GOAL OF THE EXERCISE
Transcribe the records that follow. Keep every word exactly, and drop the pictures.

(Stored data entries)
□ □ □ □ □ □ □

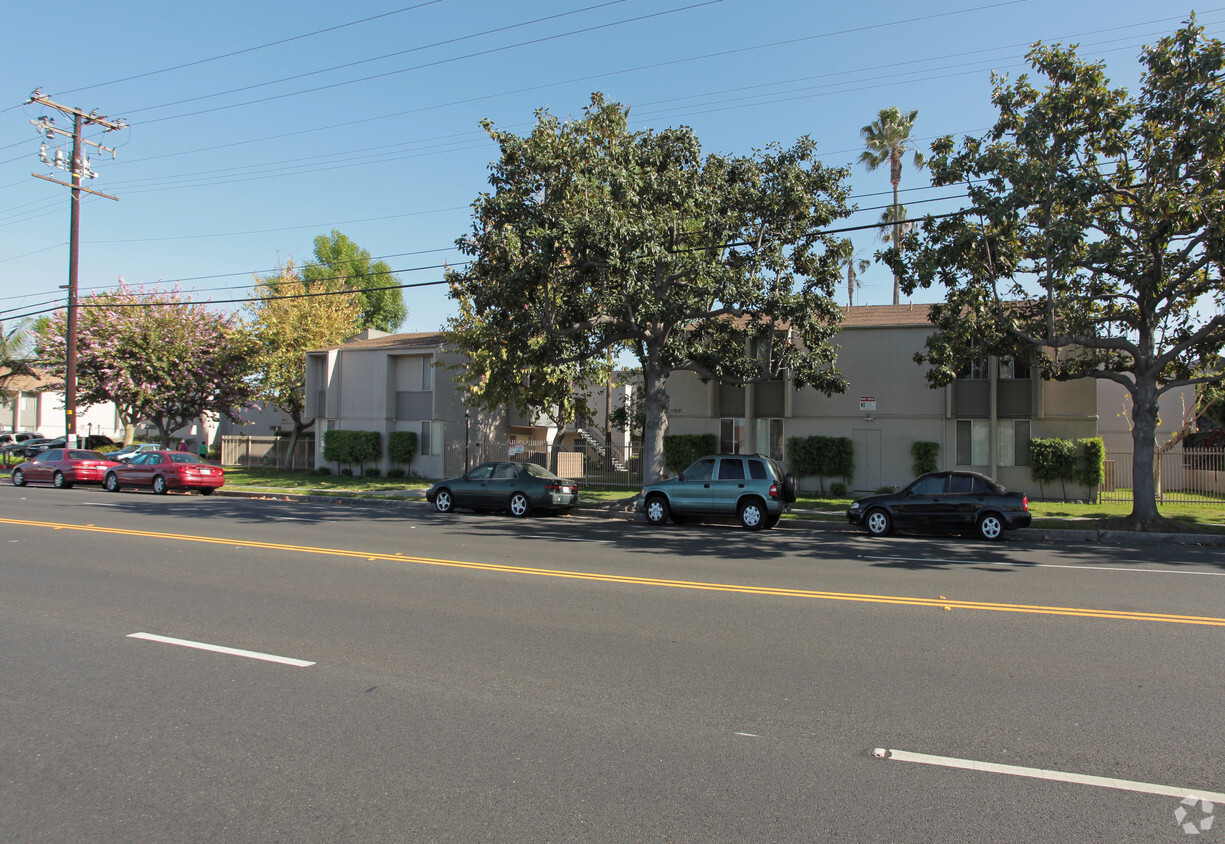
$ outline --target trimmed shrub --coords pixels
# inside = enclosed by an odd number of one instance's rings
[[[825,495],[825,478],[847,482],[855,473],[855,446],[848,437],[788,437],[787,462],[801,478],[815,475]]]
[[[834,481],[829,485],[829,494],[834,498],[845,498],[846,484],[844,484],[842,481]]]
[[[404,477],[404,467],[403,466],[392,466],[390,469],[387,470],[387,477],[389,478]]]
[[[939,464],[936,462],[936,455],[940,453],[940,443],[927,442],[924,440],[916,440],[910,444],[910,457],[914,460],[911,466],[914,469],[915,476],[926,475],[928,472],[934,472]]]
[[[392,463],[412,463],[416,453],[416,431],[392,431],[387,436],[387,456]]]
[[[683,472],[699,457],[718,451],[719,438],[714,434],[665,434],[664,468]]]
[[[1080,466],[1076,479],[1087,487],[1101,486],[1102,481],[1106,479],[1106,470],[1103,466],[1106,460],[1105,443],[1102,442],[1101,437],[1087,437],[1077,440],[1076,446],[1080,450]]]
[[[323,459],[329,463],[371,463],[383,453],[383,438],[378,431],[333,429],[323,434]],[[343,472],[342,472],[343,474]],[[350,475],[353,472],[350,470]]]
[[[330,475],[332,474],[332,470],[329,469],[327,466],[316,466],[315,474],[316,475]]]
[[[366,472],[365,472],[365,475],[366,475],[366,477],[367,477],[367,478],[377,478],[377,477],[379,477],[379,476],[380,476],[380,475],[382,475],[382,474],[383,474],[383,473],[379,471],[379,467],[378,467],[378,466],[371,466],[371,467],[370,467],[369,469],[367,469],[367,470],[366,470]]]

□ □ □ □ □ □ □

TASK OUTPUT
$ outline --target trimmed shrub --coords pixels
# inside = enclosed by an odd number of one instance's rings
[[[825,495],[825,478],[847,482],[855,473],[855,446],[848,437],[788,437],[787,462],[801,478],[815,475]]]
[[[834,481],[829,485],[829,494],[834,498],[845,498],[846,484],[844,484],[842,481]]]
[[[404,477],[404,467],[403,466],[392,466],[390,469],[387,470],[387,477],[389,478]]]
[[[939,464],[936,462],[936,455],[940,453],[940,443],[927,442],[924,440],[916,440],[910,444],[910,457],[914,460],[911,466],[914,469],[915,476],[926,475],[928,472],[934,472]]]
[[[392,463],[412,463],[416,453],[416,431],[392,431],[387,436],[387,456]]]
[[[683,472],[699,457],[718,451],[719,438],[714,434],[665,434],[664,468]]]
[[[1080,466],[1076,479],[1087,487],[1101,486],[1102,481],[1106,479],[1106,470],[1103,466],[1106,460],[1105,443],[1102,442],[1101,437],[1087,437],[1077,440],[1076,446],[1080,450]]]
[[[323,459],[329,463],[371,463],[383,453],[383,438],[378,431],[333,429],[323,434]],[[343,472],[342,472],[343,474]],[[350,475],[353,472],[350,470]]]
[[[330,475],[332,474],[332,470],[329,469],[327,466],[316,466],[315,474],[316,475]]]
[[[366,472],[365,472],[365,475],[366,475],[366,477],[367,477],[367,478],[377,478],[377,477],[379,477],[379,476],[380,476],[380,475],[382,475],[382,474],[383,474],[383,473],[379,471],[379,467],[378,467],[378,466],[371,466],[371,467],[370,467],[369,469],[367,469],[367,470],[366,470]]]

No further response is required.